I think that if you scratched beneath the surface of Californian ideology, it’s basically anti-death. Death doesn’t fit with that picture at all. It’s probably no coincidence that transhumanism has taken hold in California. Obviously there is the specifically technological culture of Silicon Valley, but I think that it comes from a Californian individualism as well.

Dan: There’s a section in the book where you’re looking at these thin-sliced mouse brain scans, and you think about how disturbing it is to think that we are all really just information. So, what proof do you have that you and I are not actually just uploaded, emulated whole brains talking to each other right now?

Mark: I have no reason at all to believe that you are not that, other than just blind trust. I’ve never seen you in person, and this is only the second time we’ve talked. You may well be a relatively sophisticated AI algorithm.

Dan: What about the notion that was recently advanced by The New Yorker that we are just characters in an advanced simulation that is currently breaking down? Can you prove that’s not true?

Mark: That’s actually a prevalent idea in Silicon Valley, and it’s something that transhumanists talk about. I don’t know how deeply they believe it, but it’s consistent with their worldview. I’m straining to remember my undergraduate philosophy, but didn’t Descartes say something quite similar?

Dan: You tell me. Your undergraduate philosophy is stronger than mine.

Mark: I’m gonna go with he did. Schopenhauer talks about it as well I think, the veil of maya and how what we see is just this screen of delusion, and behind that is the real reality. It comes back to Plato as well. It’s a really old idea; it just keeps getting reconfigured. Maybe it has to do with extreme over-identification with software and with machines, and maybe having seen The Matrix one too many times? Some Silicon Valley billionaire is really taken by this idea that we live in a simulation, and has employed a group of programmers to try and break us out of it.

“Is there room for art in a future of superbrains exploring the universe, or is that the frivolity that gets eliminated when our processing power gets accelerated to supercomputer speeds?”

Dan: The title of the book, [To Be a Machine], comes from somewhere a bit unexpected: a quote from Andy Warhol. He talks about how he wants his art to be seen as though it is coming from a machine. But your book did make me wonder, is there room for art in a future of superbrains exploring the universe, or is that the frivolity that gets eliminated when our processing power gets accelerated to supercomputer speeds?

■ Data records ■
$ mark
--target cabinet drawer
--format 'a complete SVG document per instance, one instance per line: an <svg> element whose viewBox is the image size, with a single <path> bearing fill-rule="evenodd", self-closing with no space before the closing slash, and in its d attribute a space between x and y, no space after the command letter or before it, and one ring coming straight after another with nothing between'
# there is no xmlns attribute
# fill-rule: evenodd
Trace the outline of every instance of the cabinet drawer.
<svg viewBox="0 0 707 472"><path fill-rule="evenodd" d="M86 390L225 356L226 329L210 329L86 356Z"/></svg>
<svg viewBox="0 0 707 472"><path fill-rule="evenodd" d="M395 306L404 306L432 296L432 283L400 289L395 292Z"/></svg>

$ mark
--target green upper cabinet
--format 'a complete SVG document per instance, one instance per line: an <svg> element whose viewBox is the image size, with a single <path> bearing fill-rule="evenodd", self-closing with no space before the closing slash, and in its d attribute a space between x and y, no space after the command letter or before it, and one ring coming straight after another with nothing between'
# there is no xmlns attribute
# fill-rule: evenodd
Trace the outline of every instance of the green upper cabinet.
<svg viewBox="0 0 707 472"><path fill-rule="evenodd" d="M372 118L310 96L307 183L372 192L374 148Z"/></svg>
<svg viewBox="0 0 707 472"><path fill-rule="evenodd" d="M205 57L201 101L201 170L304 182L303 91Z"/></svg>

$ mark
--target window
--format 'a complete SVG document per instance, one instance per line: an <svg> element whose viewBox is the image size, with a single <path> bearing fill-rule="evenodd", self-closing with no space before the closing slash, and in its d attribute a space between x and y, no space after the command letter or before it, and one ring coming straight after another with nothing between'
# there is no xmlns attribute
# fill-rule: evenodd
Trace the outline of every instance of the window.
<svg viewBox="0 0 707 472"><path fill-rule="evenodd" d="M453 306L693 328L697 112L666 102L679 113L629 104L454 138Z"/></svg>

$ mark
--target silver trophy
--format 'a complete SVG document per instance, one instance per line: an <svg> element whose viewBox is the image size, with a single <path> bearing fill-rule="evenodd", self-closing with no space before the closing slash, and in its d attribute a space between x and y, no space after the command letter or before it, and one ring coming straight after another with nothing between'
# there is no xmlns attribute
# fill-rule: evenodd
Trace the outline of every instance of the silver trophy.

■ Task A ■
According to the interview excerpt, where does the book's title come from?
■ Task B ■
Please list every philosopher named in the interview excerpt.
The data come from a separate source and are unrelated to the interview excerpt.

■ Answer area A ■
It comes from a quote from Andy Warhol.

■ Answer area B ■
Descartes, Schopenhauer, Plato